■ **Instruções**
A – Passe para o inglês esta frase do texto sobre arte e IA: "Se você adultera totalmente a foto, ela perde esse valor documental."
B – Reproduza o trecho do texto sobre arte e IA que começa nas palavras "Temos visto cada" e termina após as palavras "que o criou.".

■ **Bloco de texto**
****************
Temos visto cada vez mais pessoas realizando trabalhos artísticos com o uso da IA. Isso vem levantando uma série de discussões a respeito do papel da arte, mas nenhum debate pode ser satisfatório se ignorar um princípio central: certos produtos humanos — como a arte — não são meramente utilitários. Não são como um pedaço de pão, que serve apenas para matar a fome, sem que importe de onde ele veio, quem o preparou etc. Certos produtos têm valor porque refletem as virtudes e qualidades pessoais do criador — seu interesse não está meramente no objeto à sua frente, mas também no que ele revela a respeito da pessoa que o criou.
Fazendo uma analogia, o valor de uma fotografia não está apenas no prazer que as cores e formas que ela revela provocam nos seus olhos. Boa parte do valor está na suposição de que aquela imagem representa algo que existe no mundo real. Se você adultera totalmente a foto, ela perde esse valor documental. Já quando vemos uma obra de arte — uma pintura, por exemplo — não assumimos que ela reflete uma realidade física exata. Seu valor depende de ela refletir outro tipo de realidade — a do artista: o que inclui não apenas suas ideias, visões e valores, mas também suas capacidades e talentos.
Frequentemente, somos inspirados mais pelas virtudes do artista representadas em uma obra do que pela "mensagem" em si ou pelo conteúdo. Pense nos seus artistas favoritos e no quanto o fato de eles demonstrarem habilidades extraordinárias em seu trabalho pesa na sua admiração. O Davi de Michelangelo teria grande apelo se tivesse sido feito por uma impressora 3D, e tivéssemos que avaliá-lo apenas pela ideia do criador, e não também pela execução?
****************
[Dados de localização de pontos em imagens]
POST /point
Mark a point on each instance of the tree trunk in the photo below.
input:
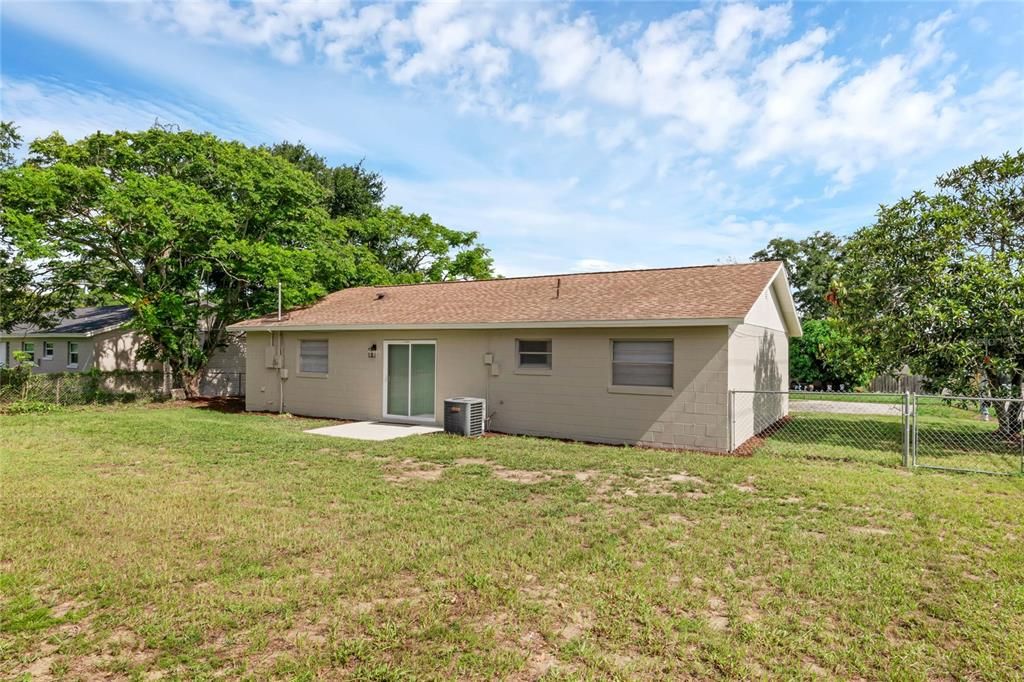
(190, 382)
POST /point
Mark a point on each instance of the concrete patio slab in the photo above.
(374, 430)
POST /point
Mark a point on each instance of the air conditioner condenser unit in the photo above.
(465, 416)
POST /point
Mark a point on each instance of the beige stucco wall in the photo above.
(759, 360)
(58, 363)
(573, 400)
(112, 350)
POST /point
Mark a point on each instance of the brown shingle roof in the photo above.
(709, 292)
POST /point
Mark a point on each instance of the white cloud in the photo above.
(571, 123)
(41, 108)
(725, 78)
(566, 52)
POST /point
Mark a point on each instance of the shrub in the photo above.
(31, 408)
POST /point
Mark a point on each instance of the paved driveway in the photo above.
(844, 408)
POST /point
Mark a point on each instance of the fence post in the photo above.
(906, 429)
(913, 428)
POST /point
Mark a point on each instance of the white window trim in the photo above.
(528, 370)
(640, 390)
(298, 360)
(35, 357)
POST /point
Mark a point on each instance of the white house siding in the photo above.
(573, 400)
(759, 360)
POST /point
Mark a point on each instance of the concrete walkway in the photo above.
(373, 430)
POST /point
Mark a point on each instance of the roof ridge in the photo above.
(567, 274)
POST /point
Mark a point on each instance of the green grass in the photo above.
(137, 542)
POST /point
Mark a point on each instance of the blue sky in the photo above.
(571, 136)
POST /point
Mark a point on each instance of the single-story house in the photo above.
(91, 337)
(100, 337)
(638, 356)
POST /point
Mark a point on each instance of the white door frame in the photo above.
(404, 418)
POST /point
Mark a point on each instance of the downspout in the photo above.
(281, 379)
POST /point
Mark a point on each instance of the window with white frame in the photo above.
(312, 356)
(642, 364)
(534, 353)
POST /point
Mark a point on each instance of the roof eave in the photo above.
(580, 324)
(42, 334)
(779, 283)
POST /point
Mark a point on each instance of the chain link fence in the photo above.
(939, 432)
(82, 388)
(91, 387)
(960, 433)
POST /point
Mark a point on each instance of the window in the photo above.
(534, 353)
(312, 356)
(641, 364)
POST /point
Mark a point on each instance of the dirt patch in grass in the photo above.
(869, 530)
(410, 470)
(747, 486)
(716, 613)
(521, 475)
(473, 461)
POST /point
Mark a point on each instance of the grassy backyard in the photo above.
(151, 542)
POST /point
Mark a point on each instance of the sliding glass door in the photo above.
(409, 379)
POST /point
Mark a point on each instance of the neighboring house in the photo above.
(640, 356)
(98, 337)
(93, 337)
****************
■ **Soluções a seguir**
A – If you completely alter the photo, it loses this documentary value.

B –
Temos visto cada vez mais pessoas realizando trabalhos artísticos com o uso da IA. Isso vem levantando uma série de discussões a respeito do papel da arte, mas nenhum debate pode ser satisfatório se ignorar um princípio central: certos produtos humanos — como a arte — não são meramente utilitários. Não são como um pedaço de pão, que serve apenas para matar a fome, sem que importe de onde ele veio, quem o preparou etc. Certos produtos têm valor porque refletem as virtudes e qualidades pessoais do criador — seu interesse não está meramente no objeto à sua frente, mas também no que ele revela a respeito da pessoa que o criou.